- [Goal]: Arrange the lines below as a Markdown table with the columns Row and Line, starting with the line that contains "Each instance of the rear side" and going on through the final line. Number each row and leave out blank lines.

- [Extracted data]:
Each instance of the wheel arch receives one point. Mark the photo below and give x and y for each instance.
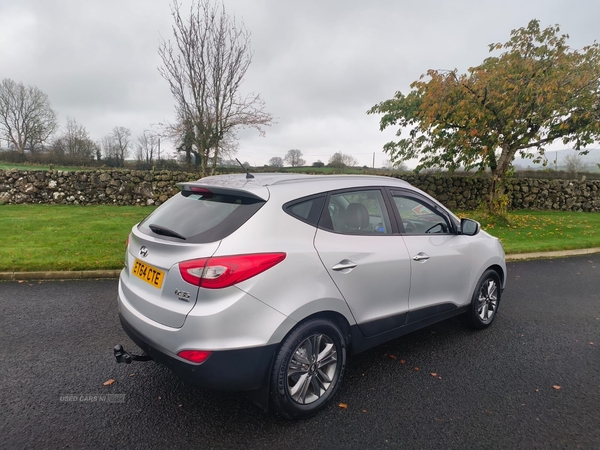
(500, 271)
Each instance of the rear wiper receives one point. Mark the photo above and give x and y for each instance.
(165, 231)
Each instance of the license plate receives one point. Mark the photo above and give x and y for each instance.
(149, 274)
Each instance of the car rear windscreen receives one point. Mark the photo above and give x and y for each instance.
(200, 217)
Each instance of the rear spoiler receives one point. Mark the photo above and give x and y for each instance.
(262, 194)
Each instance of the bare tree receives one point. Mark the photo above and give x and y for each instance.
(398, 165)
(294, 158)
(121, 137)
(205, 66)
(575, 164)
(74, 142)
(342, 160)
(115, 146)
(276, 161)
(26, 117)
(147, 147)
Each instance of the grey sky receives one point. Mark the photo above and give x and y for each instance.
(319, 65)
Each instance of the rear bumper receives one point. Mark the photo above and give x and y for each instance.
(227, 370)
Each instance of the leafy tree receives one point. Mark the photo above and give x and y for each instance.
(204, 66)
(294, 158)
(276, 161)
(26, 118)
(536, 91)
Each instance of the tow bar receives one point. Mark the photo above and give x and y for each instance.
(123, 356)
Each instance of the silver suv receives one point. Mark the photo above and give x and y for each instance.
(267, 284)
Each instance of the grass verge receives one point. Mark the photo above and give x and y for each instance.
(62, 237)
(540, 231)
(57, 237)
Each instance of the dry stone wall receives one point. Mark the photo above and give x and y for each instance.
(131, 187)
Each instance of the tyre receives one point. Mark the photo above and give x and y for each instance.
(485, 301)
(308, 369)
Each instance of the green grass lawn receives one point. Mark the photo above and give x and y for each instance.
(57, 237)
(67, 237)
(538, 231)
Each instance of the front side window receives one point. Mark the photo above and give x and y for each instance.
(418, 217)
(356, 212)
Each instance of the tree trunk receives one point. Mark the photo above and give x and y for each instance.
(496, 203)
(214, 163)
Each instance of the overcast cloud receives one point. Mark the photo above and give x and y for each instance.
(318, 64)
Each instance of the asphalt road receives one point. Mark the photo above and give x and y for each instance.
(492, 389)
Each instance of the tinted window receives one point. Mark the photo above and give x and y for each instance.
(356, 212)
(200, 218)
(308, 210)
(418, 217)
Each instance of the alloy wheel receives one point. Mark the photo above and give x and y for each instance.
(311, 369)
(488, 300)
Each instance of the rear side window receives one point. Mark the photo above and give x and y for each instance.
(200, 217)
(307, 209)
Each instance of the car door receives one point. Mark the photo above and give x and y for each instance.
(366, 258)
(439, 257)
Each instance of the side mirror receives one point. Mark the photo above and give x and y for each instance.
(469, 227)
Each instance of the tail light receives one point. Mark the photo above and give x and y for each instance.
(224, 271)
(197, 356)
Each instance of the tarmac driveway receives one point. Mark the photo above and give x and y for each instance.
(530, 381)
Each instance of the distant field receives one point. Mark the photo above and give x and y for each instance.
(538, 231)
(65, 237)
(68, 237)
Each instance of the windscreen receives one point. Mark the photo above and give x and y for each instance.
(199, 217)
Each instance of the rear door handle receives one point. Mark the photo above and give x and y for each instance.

- [Result for this exercise]:
| Row | Line |
|---|---|
| 1 | Each instance of the rear side window receives one point. Mark the photo above and give x and y for each instance. |
| 2 | (200, 217) |
| 3 | (307, 209) |
| 4 | Each instance of the car door receives one point. Mark the photo above and give x and y for each instance. |
| 5 | (366, 258) |
| 6 | (439, 257) |
| 7 | Each instance of the side mirror receives one point. Mark the photo above and give x and y for each instance. |
| 8 | (469, 227) |
| 9 | Each instance of the tail light receives one point. Mark the photo above and give x and y for each instance. |
| 10 | (224, 271) |
| 11 | (197, 356) |
| 12 | Each instance of the tarmac driveway receives one point. Mark the photo above and give x and y for each instance. |
| 13 | (530, 381) |
| 14 | Each instance of the distant field receives one point. Mark the photo above and give x and y for each instance. |
| 15 | (538, 231) |
| 16 | (65, 237) |
| 17 | (68, 237) |
| 18 | Each instance of the windscreen receives one point. Mark the photo above and give x and y for each instance. |
| 19 | (199, 217) |
| 20 | Each instance of the rear door handle receives one point. Mark the photo above and give x and y for each instance. |